任务要求: 请列出下面记录中所有含有字符串“hair”的行，每行原样照抄。

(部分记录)
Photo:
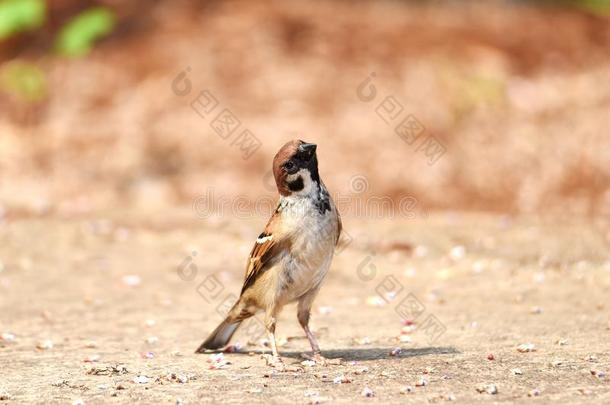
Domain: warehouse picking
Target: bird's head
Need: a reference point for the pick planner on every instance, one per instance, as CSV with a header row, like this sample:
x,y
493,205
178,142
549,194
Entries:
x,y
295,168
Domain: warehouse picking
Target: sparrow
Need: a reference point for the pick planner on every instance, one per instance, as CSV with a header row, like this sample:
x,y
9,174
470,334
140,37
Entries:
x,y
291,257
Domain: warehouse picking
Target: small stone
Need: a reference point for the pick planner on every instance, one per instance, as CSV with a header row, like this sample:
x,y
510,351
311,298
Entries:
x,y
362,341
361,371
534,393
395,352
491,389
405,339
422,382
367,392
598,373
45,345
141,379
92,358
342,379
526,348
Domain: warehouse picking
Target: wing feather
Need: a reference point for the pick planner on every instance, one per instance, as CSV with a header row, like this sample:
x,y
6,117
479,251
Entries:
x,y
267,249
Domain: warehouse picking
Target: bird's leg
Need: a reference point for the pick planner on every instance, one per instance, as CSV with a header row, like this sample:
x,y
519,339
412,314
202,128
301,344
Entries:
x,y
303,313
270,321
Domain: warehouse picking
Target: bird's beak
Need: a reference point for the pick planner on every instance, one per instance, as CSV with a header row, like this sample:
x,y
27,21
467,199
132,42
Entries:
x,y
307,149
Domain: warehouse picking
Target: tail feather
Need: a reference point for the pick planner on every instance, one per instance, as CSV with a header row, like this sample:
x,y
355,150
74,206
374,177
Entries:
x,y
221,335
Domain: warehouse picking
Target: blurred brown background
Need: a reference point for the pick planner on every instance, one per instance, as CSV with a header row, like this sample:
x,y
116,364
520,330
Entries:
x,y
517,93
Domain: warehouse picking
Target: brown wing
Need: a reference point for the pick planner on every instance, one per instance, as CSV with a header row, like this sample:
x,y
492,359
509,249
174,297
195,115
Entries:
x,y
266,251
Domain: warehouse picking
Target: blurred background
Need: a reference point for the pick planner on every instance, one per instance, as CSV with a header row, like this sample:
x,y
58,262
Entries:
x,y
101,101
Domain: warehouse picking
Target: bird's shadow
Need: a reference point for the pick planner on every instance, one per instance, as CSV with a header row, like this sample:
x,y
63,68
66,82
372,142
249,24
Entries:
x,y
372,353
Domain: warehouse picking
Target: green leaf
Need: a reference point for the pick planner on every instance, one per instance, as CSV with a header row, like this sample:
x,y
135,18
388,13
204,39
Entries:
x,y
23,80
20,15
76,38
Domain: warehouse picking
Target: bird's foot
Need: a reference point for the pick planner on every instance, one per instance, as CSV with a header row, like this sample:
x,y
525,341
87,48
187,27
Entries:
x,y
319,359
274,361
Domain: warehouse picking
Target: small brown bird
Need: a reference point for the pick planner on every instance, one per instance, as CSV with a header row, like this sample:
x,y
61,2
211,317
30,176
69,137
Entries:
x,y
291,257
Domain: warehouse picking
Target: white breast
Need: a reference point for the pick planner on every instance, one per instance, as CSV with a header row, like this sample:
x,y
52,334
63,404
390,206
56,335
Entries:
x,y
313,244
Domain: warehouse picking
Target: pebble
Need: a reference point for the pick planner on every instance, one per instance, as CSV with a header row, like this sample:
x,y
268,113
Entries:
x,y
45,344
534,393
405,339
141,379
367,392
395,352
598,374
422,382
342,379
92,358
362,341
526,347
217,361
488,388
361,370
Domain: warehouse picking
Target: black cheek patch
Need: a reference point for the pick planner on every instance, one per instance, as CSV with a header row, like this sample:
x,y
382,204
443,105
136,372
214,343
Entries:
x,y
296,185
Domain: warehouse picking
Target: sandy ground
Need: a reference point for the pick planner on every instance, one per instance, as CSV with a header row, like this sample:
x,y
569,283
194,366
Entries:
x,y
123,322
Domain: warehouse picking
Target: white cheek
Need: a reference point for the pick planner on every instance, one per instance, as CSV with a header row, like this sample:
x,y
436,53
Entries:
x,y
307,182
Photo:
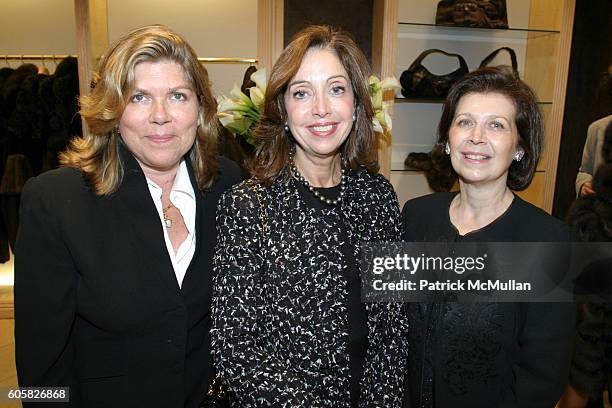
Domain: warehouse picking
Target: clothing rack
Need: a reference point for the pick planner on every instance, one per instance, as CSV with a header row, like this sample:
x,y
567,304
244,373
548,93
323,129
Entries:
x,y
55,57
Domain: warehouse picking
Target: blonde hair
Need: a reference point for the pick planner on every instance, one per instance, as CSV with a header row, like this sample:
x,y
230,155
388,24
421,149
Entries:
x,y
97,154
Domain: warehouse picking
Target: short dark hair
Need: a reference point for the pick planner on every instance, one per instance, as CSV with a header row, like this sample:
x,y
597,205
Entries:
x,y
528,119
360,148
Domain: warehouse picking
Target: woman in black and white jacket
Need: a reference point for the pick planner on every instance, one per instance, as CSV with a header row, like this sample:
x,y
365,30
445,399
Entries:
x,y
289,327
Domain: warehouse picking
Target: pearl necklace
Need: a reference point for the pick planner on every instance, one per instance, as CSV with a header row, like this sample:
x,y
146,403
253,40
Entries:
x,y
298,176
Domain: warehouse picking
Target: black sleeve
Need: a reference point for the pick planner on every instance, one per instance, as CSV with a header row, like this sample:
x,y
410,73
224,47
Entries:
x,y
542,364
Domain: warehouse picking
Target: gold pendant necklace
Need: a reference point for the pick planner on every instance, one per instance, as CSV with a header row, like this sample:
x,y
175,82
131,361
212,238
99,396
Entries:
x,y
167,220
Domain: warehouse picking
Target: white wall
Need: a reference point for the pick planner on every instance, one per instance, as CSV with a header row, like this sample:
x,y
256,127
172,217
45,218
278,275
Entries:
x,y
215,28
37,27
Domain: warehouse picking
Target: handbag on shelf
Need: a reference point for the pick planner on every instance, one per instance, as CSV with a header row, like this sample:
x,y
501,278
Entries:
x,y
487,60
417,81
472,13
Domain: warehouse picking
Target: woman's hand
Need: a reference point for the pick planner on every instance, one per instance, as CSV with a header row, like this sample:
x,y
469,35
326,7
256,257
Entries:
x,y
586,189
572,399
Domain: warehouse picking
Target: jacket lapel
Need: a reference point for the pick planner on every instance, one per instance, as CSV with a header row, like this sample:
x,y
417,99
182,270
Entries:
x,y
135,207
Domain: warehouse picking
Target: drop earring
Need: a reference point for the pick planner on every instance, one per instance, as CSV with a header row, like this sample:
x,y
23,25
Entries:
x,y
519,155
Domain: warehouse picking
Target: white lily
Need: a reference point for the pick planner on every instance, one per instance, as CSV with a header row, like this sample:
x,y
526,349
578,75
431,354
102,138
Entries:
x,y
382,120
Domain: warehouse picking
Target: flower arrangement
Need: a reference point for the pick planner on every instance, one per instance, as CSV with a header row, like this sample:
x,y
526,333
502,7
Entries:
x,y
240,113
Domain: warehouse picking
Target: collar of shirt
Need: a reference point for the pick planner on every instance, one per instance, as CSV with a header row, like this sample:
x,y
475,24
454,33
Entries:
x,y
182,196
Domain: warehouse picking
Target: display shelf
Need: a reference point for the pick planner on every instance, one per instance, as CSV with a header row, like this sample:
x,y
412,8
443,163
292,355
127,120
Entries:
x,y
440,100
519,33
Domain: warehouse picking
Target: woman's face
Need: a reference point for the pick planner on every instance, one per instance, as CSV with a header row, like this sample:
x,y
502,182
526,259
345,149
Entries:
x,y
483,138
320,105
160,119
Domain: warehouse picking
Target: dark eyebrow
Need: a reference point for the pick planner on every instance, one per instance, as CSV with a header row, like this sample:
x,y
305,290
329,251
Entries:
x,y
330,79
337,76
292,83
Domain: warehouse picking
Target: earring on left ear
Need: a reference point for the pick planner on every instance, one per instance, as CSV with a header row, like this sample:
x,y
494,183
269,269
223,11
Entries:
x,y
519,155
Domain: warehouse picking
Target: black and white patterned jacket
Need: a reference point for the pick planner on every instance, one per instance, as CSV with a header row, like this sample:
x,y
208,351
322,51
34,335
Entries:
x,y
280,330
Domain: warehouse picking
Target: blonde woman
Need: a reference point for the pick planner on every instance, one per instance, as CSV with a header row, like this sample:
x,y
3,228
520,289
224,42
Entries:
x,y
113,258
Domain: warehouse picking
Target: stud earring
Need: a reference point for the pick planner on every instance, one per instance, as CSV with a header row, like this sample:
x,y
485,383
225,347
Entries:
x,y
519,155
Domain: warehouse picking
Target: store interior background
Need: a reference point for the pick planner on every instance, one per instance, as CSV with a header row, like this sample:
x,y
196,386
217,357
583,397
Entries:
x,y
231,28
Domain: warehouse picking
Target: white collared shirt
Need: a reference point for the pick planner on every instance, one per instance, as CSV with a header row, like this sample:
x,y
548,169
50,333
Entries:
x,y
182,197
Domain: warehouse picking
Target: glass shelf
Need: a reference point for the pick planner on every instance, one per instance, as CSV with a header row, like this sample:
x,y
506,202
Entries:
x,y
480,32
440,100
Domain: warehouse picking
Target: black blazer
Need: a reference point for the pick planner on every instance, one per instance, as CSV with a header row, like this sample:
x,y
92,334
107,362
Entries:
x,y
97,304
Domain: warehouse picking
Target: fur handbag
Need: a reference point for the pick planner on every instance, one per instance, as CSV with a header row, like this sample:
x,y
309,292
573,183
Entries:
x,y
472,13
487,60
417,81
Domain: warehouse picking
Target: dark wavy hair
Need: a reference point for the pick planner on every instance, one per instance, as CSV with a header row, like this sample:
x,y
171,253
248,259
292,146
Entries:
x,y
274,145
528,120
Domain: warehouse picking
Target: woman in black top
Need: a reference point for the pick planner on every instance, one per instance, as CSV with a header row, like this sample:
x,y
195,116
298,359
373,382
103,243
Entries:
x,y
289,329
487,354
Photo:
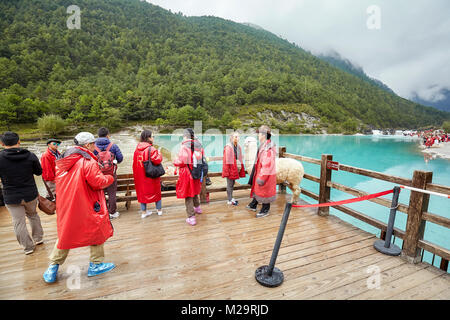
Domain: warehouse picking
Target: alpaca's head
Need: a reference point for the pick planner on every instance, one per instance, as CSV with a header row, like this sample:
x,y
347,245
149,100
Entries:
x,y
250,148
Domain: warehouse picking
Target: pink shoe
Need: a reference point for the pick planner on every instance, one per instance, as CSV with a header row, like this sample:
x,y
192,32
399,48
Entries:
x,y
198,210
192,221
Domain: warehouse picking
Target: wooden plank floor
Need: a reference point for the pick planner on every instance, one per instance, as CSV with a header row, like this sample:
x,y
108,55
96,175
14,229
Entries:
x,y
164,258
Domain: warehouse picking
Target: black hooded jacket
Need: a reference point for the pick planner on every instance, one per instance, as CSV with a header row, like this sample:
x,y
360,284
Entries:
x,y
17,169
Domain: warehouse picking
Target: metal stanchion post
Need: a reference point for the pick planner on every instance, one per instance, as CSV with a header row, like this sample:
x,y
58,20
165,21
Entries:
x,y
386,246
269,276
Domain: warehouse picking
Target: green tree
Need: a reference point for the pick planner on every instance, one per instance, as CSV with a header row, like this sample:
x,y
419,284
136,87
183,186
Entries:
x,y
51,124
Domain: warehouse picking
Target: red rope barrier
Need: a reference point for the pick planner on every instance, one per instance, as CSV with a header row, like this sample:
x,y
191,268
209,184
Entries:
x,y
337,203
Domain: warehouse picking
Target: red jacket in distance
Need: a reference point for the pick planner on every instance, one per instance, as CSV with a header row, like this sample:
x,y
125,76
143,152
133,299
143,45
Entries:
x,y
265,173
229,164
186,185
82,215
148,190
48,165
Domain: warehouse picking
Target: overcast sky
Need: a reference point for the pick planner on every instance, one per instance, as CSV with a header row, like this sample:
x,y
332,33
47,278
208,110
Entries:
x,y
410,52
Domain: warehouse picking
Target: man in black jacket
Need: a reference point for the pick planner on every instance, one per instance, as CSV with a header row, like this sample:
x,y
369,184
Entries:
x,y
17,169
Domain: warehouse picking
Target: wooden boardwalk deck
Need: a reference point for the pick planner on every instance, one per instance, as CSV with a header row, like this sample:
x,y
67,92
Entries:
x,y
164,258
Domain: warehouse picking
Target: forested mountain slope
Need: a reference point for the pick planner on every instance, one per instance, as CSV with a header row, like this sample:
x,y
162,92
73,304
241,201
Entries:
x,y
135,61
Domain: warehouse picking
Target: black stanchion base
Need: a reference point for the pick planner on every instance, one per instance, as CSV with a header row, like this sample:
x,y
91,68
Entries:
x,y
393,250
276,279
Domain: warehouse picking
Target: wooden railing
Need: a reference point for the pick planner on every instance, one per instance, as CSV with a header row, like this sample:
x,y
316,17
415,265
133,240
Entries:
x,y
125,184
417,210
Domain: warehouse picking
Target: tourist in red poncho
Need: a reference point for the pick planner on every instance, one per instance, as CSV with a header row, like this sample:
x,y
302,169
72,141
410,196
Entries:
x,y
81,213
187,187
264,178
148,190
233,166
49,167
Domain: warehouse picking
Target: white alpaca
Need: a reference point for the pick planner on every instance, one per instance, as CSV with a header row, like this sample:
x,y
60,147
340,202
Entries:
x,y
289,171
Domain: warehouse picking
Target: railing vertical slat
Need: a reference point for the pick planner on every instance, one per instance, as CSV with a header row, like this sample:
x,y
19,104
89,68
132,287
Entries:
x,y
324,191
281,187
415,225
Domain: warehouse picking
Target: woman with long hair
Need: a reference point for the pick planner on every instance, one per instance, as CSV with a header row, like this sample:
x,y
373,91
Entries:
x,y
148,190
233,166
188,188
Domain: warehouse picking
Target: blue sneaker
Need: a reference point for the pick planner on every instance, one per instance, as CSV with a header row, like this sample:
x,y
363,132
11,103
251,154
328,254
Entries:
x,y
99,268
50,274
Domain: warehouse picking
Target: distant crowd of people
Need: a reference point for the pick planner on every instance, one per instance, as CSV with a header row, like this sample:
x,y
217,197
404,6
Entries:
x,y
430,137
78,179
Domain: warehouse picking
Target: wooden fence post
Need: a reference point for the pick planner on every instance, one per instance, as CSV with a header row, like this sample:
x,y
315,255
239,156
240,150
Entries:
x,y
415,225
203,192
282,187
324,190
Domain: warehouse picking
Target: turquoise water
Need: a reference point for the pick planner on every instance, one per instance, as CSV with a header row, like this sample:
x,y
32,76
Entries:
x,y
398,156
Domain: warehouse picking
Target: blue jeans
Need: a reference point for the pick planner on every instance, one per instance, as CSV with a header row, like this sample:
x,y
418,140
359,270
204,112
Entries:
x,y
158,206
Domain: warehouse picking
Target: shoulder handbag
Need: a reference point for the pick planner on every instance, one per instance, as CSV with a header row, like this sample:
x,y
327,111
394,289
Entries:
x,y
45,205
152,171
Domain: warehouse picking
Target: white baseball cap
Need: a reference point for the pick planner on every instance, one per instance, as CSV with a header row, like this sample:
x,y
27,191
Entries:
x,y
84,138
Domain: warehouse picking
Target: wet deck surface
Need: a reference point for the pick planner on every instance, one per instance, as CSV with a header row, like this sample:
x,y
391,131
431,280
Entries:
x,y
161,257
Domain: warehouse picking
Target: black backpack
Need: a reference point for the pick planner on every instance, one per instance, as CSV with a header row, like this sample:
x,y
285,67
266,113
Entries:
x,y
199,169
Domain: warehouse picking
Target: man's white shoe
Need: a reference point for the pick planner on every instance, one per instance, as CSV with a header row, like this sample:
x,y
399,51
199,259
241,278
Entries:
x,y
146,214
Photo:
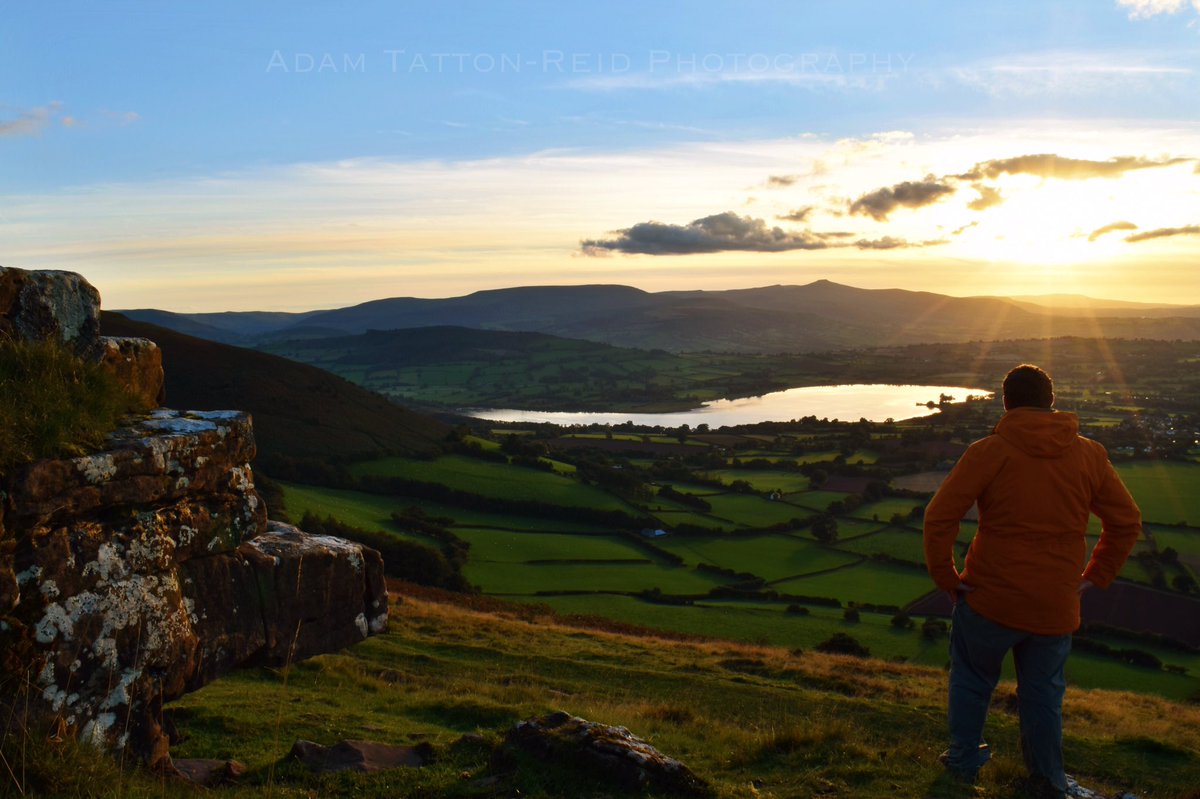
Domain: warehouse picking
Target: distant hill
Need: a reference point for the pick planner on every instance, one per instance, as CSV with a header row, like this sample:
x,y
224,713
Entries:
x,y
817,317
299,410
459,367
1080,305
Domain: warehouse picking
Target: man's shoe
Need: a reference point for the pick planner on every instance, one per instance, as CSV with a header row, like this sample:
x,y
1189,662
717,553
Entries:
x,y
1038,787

输出结果:
Target: blonde hair
Target: short dark hair
Target: dark wavy hair
Target: woman with long hair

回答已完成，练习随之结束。